### [GOAL OF THE EXERCISE]
Below are some records. Return exactly the lines from the one with "Query: red kayak" to the one with "# locate the distant", and nothing else.

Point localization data
● ● ● ● ● ● ●

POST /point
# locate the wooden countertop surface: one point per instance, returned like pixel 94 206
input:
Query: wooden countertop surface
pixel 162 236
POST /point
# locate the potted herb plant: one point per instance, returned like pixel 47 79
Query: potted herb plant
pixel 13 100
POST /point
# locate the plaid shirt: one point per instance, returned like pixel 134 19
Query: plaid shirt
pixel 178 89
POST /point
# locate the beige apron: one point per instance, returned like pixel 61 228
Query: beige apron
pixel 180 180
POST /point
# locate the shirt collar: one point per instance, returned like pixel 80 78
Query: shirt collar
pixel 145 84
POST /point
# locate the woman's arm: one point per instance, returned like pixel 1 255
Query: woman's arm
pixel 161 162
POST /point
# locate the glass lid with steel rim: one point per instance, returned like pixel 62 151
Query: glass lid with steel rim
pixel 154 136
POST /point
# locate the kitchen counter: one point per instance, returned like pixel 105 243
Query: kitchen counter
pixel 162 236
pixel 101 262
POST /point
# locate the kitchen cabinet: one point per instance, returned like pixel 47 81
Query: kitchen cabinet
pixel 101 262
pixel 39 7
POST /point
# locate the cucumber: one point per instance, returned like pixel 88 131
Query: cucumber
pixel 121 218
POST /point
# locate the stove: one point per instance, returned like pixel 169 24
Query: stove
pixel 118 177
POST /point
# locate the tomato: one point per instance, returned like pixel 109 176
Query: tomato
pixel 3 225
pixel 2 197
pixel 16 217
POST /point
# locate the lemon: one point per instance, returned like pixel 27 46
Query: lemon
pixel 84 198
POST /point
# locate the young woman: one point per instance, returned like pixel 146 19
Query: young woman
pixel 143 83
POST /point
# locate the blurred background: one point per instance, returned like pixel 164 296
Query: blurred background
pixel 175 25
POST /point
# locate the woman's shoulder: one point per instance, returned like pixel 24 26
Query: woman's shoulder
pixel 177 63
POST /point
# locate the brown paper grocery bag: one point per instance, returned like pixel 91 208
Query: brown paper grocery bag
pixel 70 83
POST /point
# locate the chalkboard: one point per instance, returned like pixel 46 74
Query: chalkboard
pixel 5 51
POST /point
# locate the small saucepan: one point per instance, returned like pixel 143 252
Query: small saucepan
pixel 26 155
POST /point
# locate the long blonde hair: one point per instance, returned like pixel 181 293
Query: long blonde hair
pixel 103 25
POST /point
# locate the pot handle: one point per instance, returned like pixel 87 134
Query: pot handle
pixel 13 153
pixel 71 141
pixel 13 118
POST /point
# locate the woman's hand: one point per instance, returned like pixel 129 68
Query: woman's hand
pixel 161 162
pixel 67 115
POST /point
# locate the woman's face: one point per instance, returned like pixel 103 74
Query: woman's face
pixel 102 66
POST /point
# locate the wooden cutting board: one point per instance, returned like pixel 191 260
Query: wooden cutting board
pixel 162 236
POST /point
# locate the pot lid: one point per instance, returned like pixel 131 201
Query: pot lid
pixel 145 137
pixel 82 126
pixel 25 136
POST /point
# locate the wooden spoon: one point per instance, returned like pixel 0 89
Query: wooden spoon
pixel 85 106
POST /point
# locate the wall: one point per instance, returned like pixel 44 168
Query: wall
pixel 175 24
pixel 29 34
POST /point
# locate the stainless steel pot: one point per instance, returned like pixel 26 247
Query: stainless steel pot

● ● ● ● ● ● ●

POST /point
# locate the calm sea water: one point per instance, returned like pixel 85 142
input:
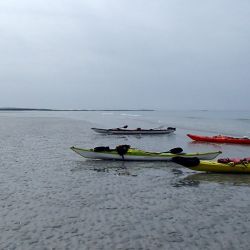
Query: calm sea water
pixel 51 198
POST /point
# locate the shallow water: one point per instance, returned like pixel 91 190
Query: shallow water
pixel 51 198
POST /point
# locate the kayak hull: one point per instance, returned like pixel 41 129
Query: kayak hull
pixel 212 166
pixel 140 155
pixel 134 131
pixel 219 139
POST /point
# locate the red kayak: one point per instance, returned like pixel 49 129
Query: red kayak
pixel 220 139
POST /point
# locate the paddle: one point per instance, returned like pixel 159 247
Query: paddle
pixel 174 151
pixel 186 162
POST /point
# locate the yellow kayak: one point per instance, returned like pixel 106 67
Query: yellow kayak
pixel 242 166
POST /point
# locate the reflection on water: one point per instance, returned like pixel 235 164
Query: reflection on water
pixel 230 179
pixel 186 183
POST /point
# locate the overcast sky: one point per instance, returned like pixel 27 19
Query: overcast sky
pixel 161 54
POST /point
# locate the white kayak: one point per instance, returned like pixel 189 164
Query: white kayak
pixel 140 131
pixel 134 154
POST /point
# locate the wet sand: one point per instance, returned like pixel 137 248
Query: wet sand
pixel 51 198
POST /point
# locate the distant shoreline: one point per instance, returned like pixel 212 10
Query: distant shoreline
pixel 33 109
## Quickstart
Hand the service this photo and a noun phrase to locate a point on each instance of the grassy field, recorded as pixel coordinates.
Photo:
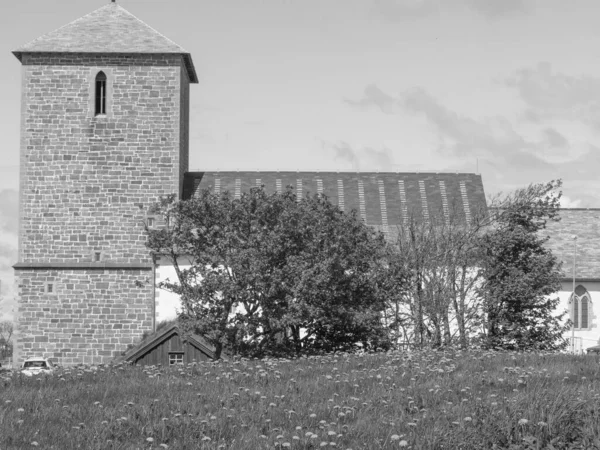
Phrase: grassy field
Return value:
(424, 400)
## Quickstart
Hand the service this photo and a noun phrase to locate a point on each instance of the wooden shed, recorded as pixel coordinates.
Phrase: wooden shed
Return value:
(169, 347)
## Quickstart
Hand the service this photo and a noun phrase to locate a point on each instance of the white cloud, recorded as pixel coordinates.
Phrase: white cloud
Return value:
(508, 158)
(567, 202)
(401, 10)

● ● ● ● ● ● ●

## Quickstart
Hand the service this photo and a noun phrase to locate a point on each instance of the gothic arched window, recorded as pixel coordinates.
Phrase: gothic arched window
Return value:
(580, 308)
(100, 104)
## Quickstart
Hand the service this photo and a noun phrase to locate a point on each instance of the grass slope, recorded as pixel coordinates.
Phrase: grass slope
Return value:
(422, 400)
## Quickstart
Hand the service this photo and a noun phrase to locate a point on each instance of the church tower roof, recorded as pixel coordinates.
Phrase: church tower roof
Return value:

● ● ● ● ● ● ●

### [YOUR RESPONSE]
Query: red kayak
pixel 220 139
POST /point
# locate the paddle: one point per instance, returned like pixel 159 247
Query: paddle
pixel 174 151
pixel 186 162
POST /point
# locate the yellow kayak: one point per instance, returned like pixel 106 67
Query: yellow kayak
pixel 242 166
POST /point
# locate the reflection on water: one point per instance, returned like pixel 235 164
Query: reflection on water
pixel 230 179
pixel 186 183
POST /point
# locate the overcast sky: one point per instance, returned like pixel 27 19
Query: overcast sky
pixel 161 54
POST /point
# locate the white kayak: one point per instance, returned like pixel 189 164
Query: white kayak
pixel 140 131
pixel 134 154
POST /point
# locate the wet sand: one point per instance, returned like pixel 137 248
Query: wet sand
pixel 51 198
POST /point
# locate the distant shoreline: one point per instance, returned like pixel 212 10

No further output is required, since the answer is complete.